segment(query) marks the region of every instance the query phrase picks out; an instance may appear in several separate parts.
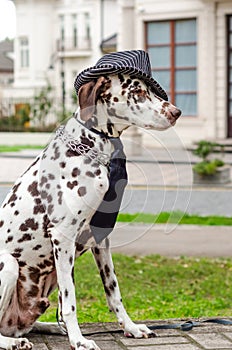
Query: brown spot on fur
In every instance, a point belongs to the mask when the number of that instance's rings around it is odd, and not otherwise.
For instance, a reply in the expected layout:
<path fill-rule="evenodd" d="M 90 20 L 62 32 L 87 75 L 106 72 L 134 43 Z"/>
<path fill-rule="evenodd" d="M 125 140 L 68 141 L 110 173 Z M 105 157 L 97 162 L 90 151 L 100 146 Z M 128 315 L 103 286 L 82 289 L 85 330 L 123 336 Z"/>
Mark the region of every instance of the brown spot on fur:
<path fill-rule="evenodd" d="M 39 250 L 40 248 L 42 248 L 42 245 L 37 244 L 34 248 L 32 248 L 32 250 Z"/>
<path fill-rule="evenodd" d="M 28 231 L 29 229 L 31 229 L 32 231 L 36 231 L 38 227 L 38 222 L 35 222 L 35 220 L 32 218 L 25 220 L 25 222 L 20 225 L 19 230 Z"/>
<path fill-rule="evenodd" d="M 79 194 L 80 197 L 83 197 L 84 195 L 86 195 L 86 187 L 84 186 L 79 187 L 77 193 Z"/>
<path fill-rule="evenodd" d="M 27 190 L 32 197 L 38 197 L 39 196 L 38 182 L 37 181 L 32 182 L 32 184 L 28 186 Z"/>
<path fill-rule="evenodd" d="M 84 246 L 82 244 L 76 243 L 76 249 L 77 251 L 81 252 L 84 249 Z"/>
<path fill-rule="evenodd" d="M 65 162 L 60 162 L 60 167 L 61 167 L 62 169 L 64 169 L 65 166 L 66 166 L 66 163 L 65 163 Z"/>
<path fill-rule="evenodd" d="M 25 242 L 25 241 L 31 241 L 32 239 L 32 235 L 29 234 L 29 233 L 25 233 L 20 239 L 18 239 L 18 243 L 22 243 L 22 242 Z"/>
<path fill-rule="evenodd" d="M 15 248 L 14 253 L 12 253 L 12 256 L 16 259 L 21 257 L 23 249 L 22 248 Z"/>
<path fill-rule="evenodd" d="M 7 239 L 5 240 L 5 243 L 9 243 L 9 242 L 12 242 L 14 239 L 13 236 L 8 236 Z"/>
<path fill-rule="evenodd" d="M 31 290 L 27 293 L 28 298 L 36 297 L 39 294 L 39 287 L 37 285 L 33 285 Z"/>
<path fill-rule="evenodd" d="M 72 171 L 72 177 L 77 177 L 78 175 L 80 175 L 80 170 L 78 168 L 74 168 Z"/>
<path fill-rule="evenodd" d="M 38 269 L 38 267 L 30 266 L 29 277 L 33 283 L 38 284 L 40 279 L 40 269 Z"/>
<path fill-rule="evenodd" d="M 8 200 L 8 204 L 10 204 L 11 202 L 16 201 L 16 199 L 17 199 L 17 196 L 16 196 L 15 193 L 13 193 L 13 194 L 10 196 L 9 200 Z M 11 204 L 14 204 L 14 203 L 11 203 Z M 12 205 L 12 206 L 13 206 L 13 205 Z"/>
<path fill-rule="evenodd" d="M 71 181 L 68 181 L 67 182 L 67 187 L 68 188 L 70 188 L 70 190 L 72 190 L 75 186 L 77 186 L 78 185 L 78 182 L 77 181 L 73 181 L 73 182 L 71 182 Z"/>
<path fill-rule="evenodd" d="M 46 176 L 42 176 L 40 179 L 40 186 L 43 187 L 48 182 L 48 179 Z"/>
<path fill-rule="evenodd" d="M 105 274 L 106 274 L 107 277 L 110 276 L 110 269 L 109 269 L 108 265 L 105 265 Z"/>
<path fill-rule="evenodd" d="M 33 208 L 33 214 L 37 215 L 37 214 L 45 213 L 45 208 L 41 202 L 41 199 L 35 198 L 35 203 L 36 203 L 36 205 Z"/>
<path fill-rule="evenodd" d="M 86 171 L 85 175 L 89 176 L 89 177 L 95 177 L 95 175 L 94 175 L 94 173 L 92 173 L 92 171 Z"/>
┄┄┄┄┄┄
What is needed: Please give back exactly, and with no pictures, the lines from where the listing above begins through the line containing "125 140 L 68".

Written answer:
segment(query) marks the region of every instance the query phrase picks out; an instance may appear in several separate parts.
Query: brown spot on fur
In every instance, a point belongs to the mask when the number of that instance's rings around it is odd, and not otherwise.
For instance, a reply in the expected layout:
<path fill-rule="evenodd" d="M 90 20 L 62 32 L 87 75 L 106 72 L 134 43 Z"/>
<path fill-rule="evenodd" d="M 125 140 L 68 141 L 110 173 Z M 105 157 L 97 162 L 90 151 L 100 146 Z M 128 315 L 103 286 L 82 289 L 85 330 L 123 336 Z"/>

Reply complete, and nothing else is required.